--- Exercise brief ---
Below are records; transcribe only the line with "the train window" and those after it, through the last line, without any change.

--- Recorded information ---
* * *

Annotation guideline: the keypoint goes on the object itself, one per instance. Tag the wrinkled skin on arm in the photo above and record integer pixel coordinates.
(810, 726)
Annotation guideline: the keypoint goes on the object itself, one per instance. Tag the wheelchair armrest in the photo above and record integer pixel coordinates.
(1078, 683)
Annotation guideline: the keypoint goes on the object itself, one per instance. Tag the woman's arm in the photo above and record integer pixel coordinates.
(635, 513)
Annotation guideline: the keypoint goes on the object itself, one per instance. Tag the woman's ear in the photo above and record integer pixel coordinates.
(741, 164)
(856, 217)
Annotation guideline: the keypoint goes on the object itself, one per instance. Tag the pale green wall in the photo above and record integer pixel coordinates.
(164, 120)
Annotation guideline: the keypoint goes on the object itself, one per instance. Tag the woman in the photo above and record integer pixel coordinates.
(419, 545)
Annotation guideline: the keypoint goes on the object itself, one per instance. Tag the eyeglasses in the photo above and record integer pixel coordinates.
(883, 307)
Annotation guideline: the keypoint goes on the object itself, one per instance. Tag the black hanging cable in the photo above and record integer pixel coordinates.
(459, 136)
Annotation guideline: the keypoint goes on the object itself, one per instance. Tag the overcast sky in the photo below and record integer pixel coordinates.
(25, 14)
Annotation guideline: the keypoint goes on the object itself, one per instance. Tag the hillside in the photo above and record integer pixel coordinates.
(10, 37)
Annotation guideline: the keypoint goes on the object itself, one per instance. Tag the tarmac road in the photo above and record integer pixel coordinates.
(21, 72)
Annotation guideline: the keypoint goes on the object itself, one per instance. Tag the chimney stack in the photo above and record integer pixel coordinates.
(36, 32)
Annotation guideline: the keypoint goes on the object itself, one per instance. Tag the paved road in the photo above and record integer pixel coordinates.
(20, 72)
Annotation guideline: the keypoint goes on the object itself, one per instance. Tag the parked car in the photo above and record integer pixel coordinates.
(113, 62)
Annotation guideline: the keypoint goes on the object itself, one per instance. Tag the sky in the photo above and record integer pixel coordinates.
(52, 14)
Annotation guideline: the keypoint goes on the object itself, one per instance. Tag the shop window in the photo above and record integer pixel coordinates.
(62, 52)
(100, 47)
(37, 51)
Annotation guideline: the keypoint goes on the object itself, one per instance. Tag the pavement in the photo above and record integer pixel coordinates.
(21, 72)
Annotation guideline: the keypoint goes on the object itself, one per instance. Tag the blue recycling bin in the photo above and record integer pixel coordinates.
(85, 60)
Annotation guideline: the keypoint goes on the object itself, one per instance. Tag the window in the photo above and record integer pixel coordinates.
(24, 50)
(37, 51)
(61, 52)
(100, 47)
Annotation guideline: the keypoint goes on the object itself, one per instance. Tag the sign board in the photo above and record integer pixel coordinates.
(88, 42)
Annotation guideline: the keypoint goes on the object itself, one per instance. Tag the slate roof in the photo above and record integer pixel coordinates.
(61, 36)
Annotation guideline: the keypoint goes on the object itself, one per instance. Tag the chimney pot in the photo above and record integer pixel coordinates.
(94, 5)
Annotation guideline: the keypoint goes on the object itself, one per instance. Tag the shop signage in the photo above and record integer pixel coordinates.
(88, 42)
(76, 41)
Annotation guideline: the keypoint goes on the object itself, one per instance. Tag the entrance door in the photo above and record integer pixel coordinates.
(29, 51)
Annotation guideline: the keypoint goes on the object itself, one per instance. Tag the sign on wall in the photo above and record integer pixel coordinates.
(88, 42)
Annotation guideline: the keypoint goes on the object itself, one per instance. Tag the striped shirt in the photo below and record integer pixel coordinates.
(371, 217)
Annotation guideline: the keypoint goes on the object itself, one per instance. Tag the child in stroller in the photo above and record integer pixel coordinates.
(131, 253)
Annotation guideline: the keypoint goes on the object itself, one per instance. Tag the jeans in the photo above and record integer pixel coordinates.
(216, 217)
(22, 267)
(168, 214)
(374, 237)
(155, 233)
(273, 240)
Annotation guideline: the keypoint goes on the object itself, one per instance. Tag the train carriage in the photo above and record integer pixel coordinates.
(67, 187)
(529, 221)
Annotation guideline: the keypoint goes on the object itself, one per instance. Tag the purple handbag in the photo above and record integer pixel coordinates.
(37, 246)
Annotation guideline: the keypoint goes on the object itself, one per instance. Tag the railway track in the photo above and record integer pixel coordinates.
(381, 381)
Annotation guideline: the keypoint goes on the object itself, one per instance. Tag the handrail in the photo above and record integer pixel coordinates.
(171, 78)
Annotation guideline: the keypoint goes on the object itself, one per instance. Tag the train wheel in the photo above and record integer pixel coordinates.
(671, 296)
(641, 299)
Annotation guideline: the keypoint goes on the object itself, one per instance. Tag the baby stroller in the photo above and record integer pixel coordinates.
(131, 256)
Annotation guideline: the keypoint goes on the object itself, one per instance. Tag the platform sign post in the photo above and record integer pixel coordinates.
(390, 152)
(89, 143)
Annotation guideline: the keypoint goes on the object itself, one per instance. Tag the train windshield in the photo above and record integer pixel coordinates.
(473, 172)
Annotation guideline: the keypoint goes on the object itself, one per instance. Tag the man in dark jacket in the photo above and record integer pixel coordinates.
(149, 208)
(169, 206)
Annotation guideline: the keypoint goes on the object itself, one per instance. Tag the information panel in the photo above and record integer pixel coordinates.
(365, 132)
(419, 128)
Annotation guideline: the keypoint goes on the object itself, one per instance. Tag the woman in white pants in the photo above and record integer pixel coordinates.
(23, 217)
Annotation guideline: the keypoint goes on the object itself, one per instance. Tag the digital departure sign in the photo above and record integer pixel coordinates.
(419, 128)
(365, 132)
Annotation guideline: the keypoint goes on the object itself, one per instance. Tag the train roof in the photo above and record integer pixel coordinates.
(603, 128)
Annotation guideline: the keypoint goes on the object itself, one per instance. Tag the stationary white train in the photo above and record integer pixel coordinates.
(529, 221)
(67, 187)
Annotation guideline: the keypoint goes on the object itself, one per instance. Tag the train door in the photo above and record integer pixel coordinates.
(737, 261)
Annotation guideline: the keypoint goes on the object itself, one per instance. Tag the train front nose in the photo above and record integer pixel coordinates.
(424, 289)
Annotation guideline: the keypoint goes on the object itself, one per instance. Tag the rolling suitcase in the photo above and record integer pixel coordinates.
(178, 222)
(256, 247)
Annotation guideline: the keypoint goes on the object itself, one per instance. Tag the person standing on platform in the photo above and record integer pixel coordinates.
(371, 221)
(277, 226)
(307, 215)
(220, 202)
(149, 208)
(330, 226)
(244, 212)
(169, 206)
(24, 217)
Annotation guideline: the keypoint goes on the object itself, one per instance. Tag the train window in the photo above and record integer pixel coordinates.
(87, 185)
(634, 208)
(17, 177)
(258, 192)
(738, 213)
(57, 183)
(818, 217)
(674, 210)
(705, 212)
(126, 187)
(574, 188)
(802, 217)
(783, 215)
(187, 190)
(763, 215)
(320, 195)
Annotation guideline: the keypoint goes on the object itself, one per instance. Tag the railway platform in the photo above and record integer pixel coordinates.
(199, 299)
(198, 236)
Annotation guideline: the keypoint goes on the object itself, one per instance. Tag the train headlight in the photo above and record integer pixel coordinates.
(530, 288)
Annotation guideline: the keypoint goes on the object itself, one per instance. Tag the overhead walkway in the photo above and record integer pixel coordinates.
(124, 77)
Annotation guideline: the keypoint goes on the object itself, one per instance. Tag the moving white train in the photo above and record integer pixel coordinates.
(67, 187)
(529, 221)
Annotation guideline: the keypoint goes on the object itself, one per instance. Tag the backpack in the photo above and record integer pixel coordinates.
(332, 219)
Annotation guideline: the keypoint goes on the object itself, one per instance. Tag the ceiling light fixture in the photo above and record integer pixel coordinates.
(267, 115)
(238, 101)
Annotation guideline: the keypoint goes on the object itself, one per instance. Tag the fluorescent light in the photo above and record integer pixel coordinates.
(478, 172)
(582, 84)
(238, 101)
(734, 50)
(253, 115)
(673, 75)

* * *

--- Solution ---
Annotation guideline: the keypoint goes on the object itself, one per instance. Tag the train window in the photo above and record integer pixel coordinates.
(87, 185)
(634, 208)
(17, 177)
(258, 192)
(738, 213)
(57, 183)
(818, 217)
(674, 210)
(705, 212)
(126, 187)
(574, 188)
(802, 217)
(783, 215)
(187, 190)
(763, 215)
(320, 195)
Annotation guideline: the keypoint goes on the object itself, one per instance. Tag the railway platform in the photo above and record integer pixel coordinates.
(199, 299)
(198, 236)
Annotation guideline: the keypoint goes on the object itself, one per instance. Tag the train headlight in the photo above and record integer pixel coordinates.
(530, 288)
Annotation guideline: the keypoint goes on the object itself, one per instance. Tag the overhead walkway in the photo above and record integer pixel coordinates.
(124, 77)
Annotation guideline: the keypoint goes on the object itself, one per instance. Tag the moving white train in the photo above and record integer pixel coordinates.
(67, 187)
(529, 221)
Annotation guideline: the keypoint goes on the object itself, one per instance. Tag the backpack in the photo above and record integer pixel coordinates.
(332, 219)
Annotation guideline: the keypoint goes on the object itself, one per instance. Tag the ceiling light fixture in the photo above and record integer pixel coordinates.
(267, 115)
(238, 101)
Annotation guideline: the keypoint goes on the object itself, one per instance. Tag the fluorescent light in the photo above and record integer pixel coordinates.
(478, 172)
(582, 84)
(238, 101)
(734, 50)
(253, 115)
(673, 75)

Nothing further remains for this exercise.